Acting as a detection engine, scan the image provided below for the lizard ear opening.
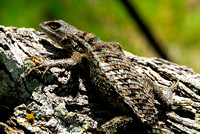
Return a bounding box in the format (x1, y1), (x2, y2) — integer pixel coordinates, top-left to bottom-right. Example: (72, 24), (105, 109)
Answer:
(47, 22), (61, 30)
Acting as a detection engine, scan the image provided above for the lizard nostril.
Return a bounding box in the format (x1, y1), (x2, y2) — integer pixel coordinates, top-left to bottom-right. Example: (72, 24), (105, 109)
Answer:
(48, 22), (61, 30)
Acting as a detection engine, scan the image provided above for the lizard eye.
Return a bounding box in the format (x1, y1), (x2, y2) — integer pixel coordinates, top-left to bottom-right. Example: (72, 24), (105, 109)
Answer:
(48, 22), (61, 30)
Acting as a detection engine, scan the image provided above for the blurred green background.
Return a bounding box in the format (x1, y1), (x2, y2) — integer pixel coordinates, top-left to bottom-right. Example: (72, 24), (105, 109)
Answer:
(0, 0), (200, 72)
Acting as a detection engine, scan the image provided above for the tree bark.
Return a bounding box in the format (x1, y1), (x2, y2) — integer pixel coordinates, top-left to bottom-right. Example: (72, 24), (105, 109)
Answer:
(0, 26), (200, 133)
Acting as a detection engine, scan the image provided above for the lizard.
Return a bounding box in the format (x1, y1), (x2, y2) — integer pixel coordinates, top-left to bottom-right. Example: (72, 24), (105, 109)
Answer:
(25, 20), (174, 133)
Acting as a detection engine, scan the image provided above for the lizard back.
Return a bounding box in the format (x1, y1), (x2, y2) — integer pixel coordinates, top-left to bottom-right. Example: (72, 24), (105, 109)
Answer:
(76, 31), (160, 133)
(40, 20), (165, 133)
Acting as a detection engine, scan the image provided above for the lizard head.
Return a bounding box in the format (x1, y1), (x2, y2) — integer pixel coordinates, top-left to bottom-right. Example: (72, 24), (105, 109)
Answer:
(40, 20), (82, 52)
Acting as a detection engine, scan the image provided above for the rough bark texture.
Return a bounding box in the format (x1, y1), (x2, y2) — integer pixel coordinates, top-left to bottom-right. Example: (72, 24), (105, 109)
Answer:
(0, 26), (200, 134)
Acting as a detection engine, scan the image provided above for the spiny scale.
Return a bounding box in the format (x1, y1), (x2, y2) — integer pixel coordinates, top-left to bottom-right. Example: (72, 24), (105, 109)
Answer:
(40, 20), (166, 133)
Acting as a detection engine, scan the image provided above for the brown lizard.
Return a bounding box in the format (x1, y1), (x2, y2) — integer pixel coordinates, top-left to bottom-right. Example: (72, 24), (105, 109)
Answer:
(28, 20), (177, 133)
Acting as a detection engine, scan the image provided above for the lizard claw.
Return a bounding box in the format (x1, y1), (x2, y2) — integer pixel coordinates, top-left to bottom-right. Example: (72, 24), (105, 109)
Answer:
(25, 56), (50, 79)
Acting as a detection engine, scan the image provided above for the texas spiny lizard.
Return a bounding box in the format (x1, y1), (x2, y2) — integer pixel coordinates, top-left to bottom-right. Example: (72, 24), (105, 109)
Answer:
(29, 20), (176, 133)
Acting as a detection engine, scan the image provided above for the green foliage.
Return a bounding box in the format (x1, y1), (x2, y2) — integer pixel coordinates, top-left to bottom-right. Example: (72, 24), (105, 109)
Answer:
(0, 0), (200, 71)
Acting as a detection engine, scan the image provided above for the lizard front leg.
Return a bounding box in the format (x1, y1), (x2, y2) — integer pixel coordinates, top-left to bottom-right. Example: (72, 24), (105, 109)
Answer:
(26, 52), (85, 79)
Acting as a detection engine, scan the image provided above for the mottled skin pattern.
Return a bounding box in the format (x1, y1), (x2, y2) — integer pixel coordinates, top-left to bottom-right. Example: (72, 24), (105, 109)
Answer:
(40, 20), (166, 133)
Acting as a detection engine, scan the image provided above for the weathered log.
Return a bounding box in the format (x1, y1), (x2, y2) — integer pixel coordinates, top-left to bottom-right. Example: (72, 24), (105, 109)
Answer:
(0, 26), (200, 133)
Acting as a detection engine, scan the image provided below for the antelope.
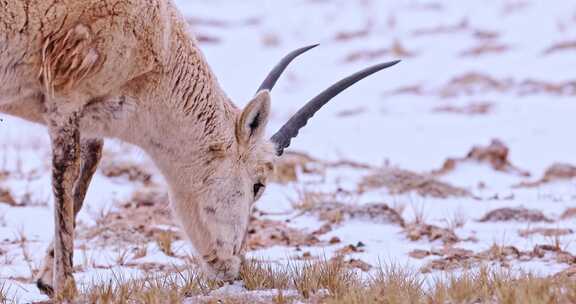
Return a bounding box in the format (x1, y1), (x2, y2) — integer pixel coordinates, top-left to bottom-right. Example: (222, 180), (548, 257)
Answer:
(0, 0), (399, 301)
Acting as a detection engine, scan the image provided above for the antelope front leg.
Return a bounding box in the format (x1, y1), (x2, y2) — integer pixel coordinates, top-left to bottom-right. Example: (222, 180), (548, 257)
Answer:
(36, 139), (104, 296)
(47, 111), (80, 301)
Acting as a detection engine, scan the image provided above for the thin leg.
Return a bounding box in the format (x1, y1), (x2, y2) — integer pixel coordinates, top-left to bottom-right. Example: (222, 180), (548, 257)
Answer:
(36, 139), (104, 296)
(48, 112), (80, 301)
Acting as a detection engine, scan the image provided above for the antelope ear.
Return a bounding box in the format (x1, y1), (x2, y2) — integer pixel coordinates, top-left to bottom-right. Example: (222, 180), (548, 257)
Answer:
(236, 90), (270, 145)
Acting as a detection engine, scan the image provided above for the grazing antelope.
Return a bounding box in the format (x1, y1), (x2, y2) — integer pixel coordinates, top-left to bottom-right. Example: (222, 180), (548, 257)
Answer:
(0, 0), (397, 300)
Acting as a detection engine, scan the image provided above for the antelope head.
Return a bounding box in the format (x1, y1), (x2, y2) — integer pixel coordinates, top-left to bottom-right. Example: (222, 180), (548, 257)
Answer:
(178, 45), (399, 280)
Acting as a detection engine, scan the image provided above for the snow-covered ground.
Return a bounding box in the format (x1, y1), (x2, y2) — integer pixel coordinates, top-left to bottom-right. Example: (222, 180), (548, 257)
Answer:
(0, 0), (576, 302)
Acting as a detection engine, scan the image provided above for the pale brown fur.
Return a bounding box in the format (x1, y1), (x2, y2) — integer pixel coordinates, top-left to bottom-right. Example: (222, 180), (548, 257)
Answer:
(0, 0), (276, 299)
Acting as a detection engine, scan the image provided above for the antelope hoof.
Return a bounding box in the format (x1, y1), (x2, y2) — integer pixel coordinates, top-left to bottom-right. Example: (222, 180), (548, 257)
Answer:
(206, 256), (241, 281)
(36, 254), (54, 297)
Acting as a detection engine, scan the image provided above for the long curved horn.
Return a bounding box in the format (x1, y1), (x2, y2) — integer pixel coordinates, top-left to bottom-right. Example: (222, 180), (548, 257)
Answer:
(270, 60), (400, 156)
(257, 44), (319, 92)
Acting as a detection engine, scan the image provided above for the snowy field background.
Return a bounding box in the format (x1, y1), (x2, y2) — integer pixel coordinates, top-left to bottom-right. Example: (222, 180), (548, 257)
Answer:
(0, 0), (576, 303)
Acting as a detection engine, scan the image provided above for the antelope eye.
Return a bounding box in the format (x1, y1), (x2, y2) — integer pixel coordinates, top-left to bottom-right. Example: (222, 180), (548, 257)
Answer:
(254, 183), (264, 197)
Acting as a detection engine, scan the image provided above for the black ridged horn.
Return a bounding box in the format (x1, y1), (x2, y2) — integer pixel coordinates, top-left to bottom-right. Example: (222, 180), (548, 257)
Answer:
(271, 60), (400, 156)
(257, 44), (319, 92)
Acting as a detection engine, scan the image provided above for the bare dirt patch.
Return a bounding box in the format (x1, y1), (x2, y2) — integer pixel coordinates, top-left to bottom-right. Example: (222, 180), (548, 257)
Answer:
(544, 41), (576, 55)
(386, 72), (576, 98)
(518, 227), (574, 237)
(433, 102), (494, 115)
(0, 188), (17, 207)
(433, 139), (530, 177)
(358, 167), (471, 198)
(514, 163), (576, 188)
(410, 245), (576, 273)
(479, 207), (554, 223)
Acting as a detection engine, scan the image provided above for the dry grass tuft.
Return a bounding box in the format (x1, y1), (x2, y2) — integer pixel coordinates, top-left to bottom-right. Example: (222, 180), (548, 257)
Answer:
(240, 260), (290, 290)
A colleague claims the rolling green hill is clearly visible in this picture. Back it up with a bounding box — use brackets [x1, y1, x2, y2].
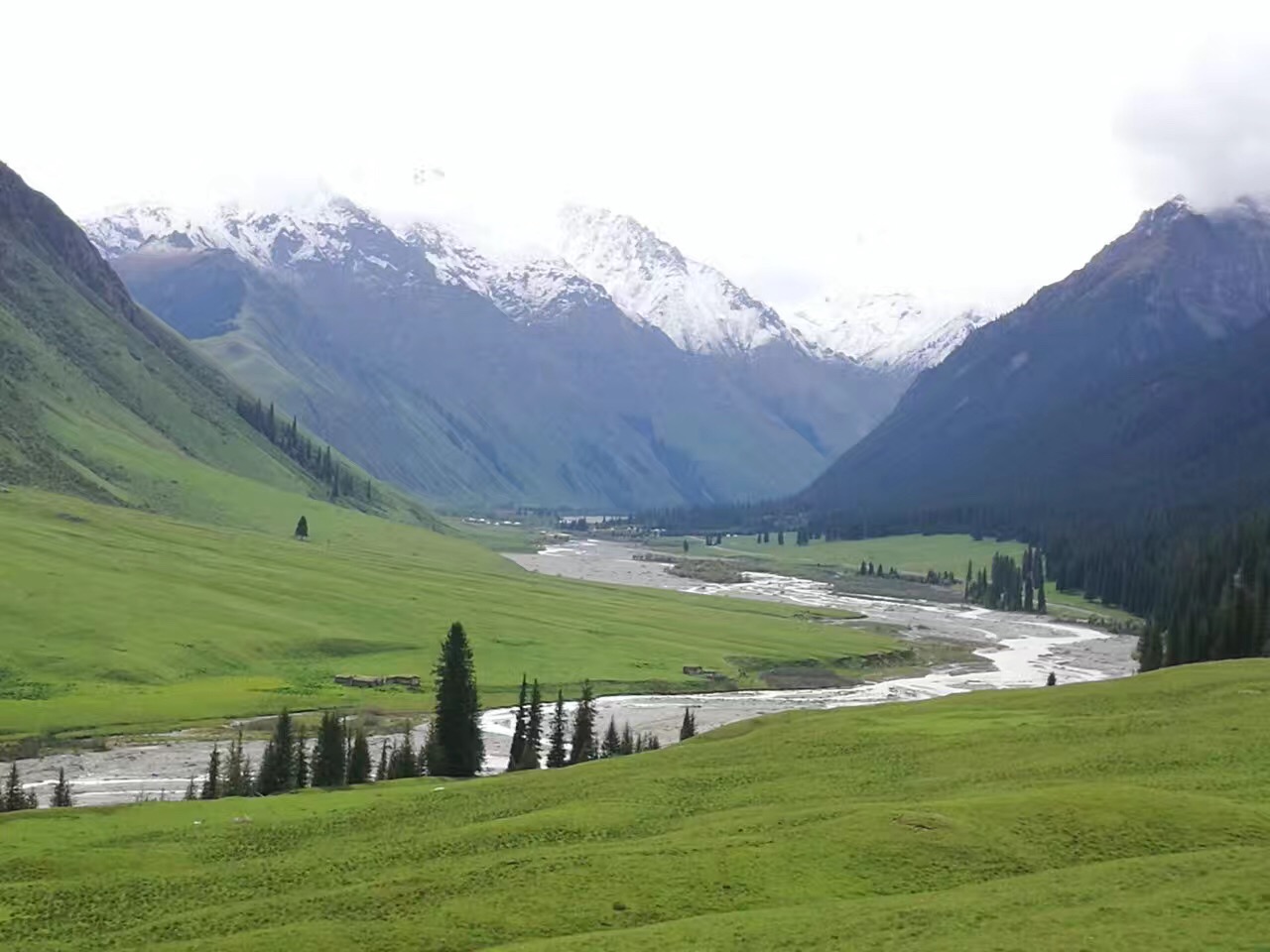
[0, 164, 436, 526]
[0, 660, 1270, 952]
[0, 480, 894, 738]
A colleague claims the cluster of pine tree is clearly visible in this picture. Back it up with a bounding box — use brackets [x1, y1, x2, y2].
[237, 396, 373, 504]
[186, 622, 485, 799]
[965, 545, 1045, 613]
[507, 676, 662, 771]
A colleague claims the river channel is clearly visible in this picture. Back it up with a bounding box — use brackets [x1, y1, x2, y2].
[18, 540, 1135, 806]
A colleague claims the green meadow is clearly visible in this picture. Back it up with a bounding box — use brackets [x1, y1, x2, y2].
[653, 532, 1137, 623]
[0, 660, 1270, 952]
[0, 492, 895, 739]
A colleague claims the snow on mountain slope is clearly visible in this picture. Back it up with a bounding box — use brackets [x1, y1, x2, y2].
[403, 222, 612, 323]
[83, 197, 990, 371]
[786, 294, 996, 371]
[82, 193, 400, 269]
[560, 205, 803, 353]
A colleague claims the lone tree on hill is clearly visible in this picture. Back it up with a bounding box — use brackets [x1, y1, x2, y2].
[428, 622, 485, 776]
[569, 680, 599, 765]
[49, 767, 75, 806]
[680, 707, 698, 740]
[548, 688, 566, 768]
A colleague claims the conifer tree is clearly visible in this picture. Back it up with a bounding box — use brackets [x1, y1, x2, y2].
[507, 674, 530, 771]
[348, 727, 371, 784]
[0, 761, 37, 812]
[680, 707, 698, 740]
[569, 680, 599, 765]
[296, 726, 309, 788]
[521, 678, 543, 771]
[599, 717, 622, 757]
[548, 688, 566, 768]
[313, 711, 348, 787]
[375, 738, 390, 780]
[255, 711, 296, 796]
[389, 721, 419, 780]
[199, 744, 221, 799]
[428, 622, 485, 776]
[1034, 549, 1045, 615]
[50, 767, 75, 806]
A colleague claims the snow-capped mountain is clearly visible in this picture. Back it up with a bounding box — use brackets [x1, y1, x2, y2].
[401, 222, 612, 323]
[560, 205, 803, 354]
[83, 194, 907, 512]
[83, 193, 405, 269]
[786, 294, 996, 371]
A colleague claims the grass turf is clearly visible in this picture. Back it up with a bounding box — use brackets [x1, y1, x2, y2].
[653, 532, 1139, 623]
[0, 660, 1270, 952]
[0, 492, 895, 738]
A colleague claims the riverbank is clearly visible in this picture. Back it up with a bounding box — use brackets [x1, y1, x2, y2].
[10, 540, 1134, 806]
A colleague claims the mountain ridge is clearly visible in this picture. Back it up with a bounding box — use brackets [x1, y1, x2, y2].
[86, 198, 907, 511]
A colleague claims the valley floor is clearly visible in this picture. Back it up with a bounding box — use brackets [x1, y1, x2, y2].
[0, 660, 1270, 952]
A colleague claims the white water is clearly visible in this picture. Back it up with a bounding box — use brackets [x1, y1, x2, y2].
[10, 542, 1134, 806]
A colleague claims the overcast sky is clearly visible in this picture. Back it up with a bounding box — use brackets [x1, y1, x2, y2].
[0, 0, 1270, 313]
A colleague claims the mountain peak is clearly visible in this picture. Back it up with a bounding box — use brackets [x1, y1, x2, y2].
[788, 292, 996, 371]
[560, 205, 803, 354]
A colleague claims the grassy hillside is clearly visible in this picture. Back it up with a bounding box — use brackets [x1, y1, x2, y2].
[0, 492, 894, 738]
[0, 661, 1270, 952]
[0, 157, 435, 525]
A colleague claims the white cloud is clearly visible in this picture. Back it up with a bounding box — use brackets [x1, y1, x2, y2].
[1120, 39, 1270, 205]
[0, 0, 1267, 314]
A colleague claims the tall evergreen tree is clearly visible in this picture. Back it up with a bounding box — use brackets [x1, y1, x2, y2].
[255, 711, 296, 796]
[375, 738, 391, 780]
[599, 717, 622, 757]
[569, 680, 599, 765]
[0, 762, 36, 812]
[428, 622, 485, 776]
[521, 678, 543, 771]
[507, 674, 530, 771]
[1033, 548, 1045, 615]
[296, 725, 309, 788]
[389, 721, 421, 780]
[49, 767, 75, 806]
[221, 729, 250, 797]
[548, 688, 566, 767]
[313, 711, 348, 787]
[199, 744, 221, 799]
[348, 727, 371, 784]
[680, 707, 698, 740]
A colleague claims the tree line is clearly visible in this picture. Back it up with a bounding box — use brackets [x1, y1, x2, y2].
[964, 545, 1047, 615]
[638, 499, 1270, 670]
[237, 395, 373, 504]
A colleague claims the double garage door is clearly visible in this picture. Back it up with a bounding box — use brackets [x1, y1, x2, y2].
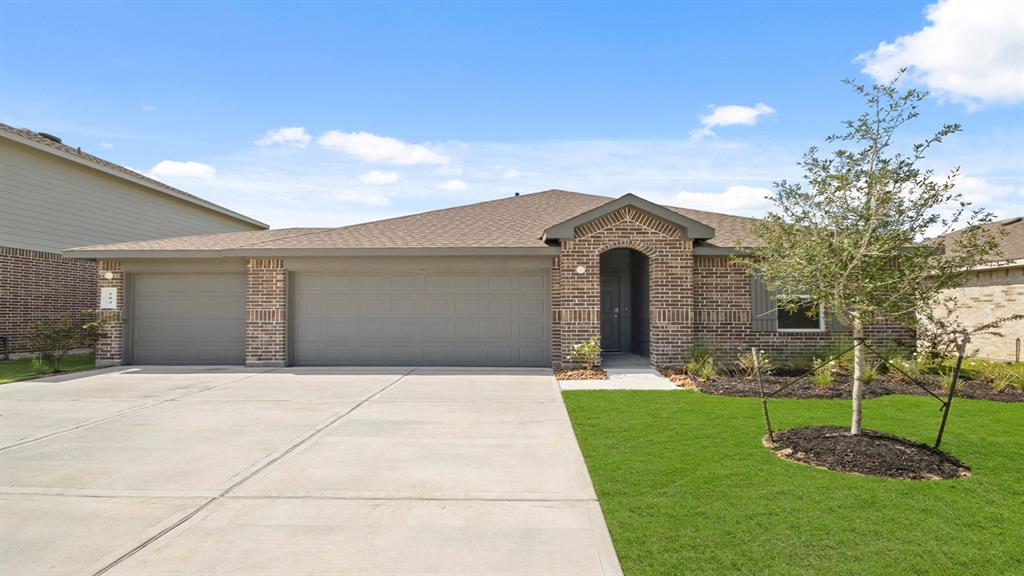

════

■ What is needed
Express the records above, from the line with "A colleague claims the white cloud" to the line with "[0, 0, 1267, 314]", as a two-column CSV with the columns request and box and one row for each request. Put the request's text and its answer each in one quoted field, with line breaks turned into spaces.

■ Solution to this exercise
request,box
"A colleague claims the white cloud is clearly visible in this picture. Back it up with a bounding box — use brackets [x1, y1, x2, y2].","[1120, 39, 1270, 205] [0, 0, 1267, 314]"